• Your goal
Please repeat the lines below, exactly and only, from the one that holds "positive clicks: (510, 312)" through the one that holds "positive clicks: (484, 417) (534, 260)".

• Records to use

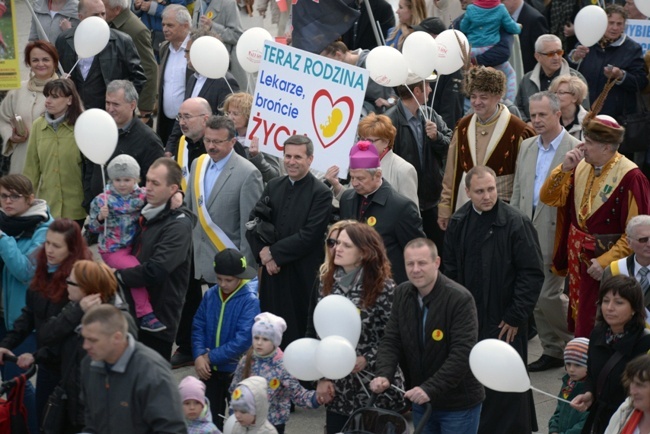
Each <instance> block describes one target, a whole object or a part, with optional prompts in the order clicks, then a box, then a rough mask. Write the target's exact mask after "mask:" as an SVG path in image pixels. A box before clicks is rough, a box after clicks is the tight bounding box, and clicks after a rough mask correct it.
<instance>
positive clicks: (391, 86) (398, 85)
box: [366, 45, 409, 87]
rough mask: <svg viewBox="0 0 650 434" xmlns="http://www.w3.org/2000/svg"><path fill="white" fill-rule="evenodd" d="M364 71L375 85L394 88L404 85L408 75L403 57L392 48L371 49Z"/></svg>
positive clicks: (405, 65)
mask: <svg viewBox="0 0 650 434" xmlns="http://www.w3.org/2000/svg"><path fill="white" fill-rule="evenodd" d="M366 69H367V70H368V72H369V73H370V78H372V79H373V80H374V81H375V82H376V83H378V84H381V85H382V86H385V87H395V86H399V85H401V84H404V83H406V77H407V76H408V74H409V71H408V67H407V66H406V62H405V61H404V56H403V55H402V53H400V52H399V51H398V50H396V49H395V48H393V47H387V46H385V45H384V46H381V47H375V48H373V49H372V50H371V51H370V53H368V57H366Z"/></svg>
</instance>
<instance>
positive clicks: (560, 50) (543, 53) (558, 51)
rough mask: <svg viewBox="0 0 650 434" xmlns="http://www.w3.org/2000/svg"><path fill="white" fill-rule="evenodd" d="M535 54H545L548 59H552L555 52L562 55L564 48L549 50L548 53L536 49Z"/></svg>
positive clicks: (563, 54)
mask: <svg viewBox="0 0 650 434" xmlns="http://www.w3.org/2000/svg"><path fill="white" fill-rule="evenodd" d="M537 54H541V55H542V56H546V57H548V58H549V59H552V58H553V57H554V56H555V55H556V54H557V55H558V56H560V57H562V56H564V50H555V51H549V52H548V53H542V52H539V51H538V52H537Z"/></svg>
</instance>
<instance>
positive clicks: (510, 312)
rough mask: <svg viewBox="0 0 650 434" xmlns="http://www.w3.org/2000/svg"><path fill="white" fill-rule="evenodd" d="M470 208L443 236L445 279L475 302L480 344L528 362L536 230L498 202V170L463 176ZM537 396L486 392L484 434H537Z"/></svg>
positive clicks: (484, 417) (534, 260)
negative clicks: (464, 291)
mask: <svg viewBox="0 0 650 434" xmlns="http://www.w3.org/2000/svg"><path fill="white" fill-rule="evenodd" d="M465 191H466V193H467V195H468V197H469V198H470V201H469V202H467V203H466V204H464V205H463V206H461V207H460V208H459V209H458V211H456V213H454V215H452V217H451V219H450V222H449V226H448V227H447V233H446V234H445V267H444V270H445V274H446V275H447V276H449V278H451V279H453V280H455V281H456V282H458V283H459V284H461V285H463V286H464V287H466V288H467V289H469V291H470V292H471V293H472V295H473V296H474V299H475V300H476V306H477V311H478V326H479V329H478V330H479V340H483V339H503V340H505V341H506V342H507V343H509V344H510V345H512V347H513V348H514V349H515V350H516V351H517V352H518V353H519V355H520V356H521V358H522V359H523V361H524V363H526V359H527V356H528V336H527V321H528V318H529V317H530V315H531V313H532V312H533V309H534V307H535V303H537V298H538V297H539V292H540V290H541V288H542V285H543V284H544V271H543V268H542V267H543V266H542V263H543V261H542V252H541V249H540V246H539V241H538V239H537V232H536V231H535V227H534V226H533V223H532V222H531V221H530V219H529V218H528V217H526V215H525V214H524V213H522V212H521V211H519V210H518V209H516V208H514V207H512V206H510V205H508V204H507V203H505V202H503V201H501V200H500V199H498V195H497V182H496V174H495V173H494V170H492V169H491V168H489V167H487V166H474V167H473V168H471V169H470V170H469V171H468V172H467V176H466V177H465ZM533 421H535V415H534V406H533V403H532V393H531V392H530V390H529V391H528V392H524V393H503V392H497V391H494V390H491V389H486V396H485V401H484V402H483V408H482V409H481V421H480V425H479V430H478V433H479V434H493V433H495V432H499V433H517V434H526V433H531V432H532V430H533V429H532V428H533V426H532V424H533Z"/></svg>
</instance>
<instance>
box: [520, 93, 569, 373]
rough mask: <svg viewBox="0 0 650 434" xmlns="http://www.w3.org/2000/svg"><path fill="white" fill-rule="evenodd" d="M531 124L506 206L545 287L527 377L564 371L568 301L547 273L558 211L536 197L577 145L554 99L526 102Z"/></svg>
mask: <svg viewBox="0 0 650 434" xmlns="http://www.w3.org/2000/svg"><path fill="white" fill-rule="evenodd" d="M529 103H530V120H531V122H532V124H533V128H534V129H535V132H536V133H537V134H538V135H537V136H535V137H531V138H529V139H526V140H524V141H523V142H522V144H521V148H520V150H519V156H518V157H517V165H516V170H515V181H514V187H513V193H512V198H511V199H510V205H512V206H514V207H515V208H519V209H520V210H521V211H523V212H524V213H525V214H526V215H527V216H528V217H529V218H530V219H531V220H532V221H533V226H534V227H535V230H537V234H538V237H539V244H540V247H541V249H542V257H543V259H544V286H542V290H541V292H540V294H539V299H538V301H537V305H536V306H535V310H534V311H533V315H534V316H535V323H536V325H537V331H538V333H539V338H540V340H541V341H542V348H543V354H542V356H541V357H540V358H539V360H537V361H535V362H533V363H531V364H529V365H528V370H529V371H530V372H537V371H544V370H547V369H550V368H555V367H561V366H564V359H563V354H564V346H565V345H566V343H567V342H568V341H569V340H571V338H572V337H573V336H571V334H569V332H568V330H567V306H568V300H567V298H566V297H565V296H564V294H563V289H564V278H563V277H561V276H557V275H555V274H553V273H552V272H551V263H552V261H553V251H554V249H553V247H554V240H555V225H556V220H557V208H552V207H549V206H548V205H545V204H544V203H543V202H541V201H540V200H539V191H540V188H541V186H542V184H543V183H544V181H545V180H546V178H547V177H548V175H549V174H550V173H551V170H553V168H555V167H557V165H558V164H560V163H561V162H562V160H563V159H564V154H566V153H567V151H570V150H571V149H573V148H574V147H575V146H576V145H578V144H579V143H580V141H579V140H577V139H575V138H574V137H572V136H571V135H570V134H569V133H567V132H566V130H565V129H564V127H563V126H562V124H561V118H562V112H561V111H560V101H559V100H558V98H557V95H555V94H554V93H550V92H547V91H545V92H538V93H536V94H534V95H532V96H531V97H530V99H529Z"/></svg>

• Solution to the problem
positive clicks: (510, 312)
rough mask: <svg viewBox="0 0 650 434" xmlns="http://www.w3.org/2000/svg"><path fill="white" fill-rule="evenodd" d="M470 208L443 236L445 279L475 302L480 344L528 362L536 230L498 202V170L463 176ZM537 396L486 392L484 434H537Z"/></svg>
positive clicks: (484, 417) (534, 260)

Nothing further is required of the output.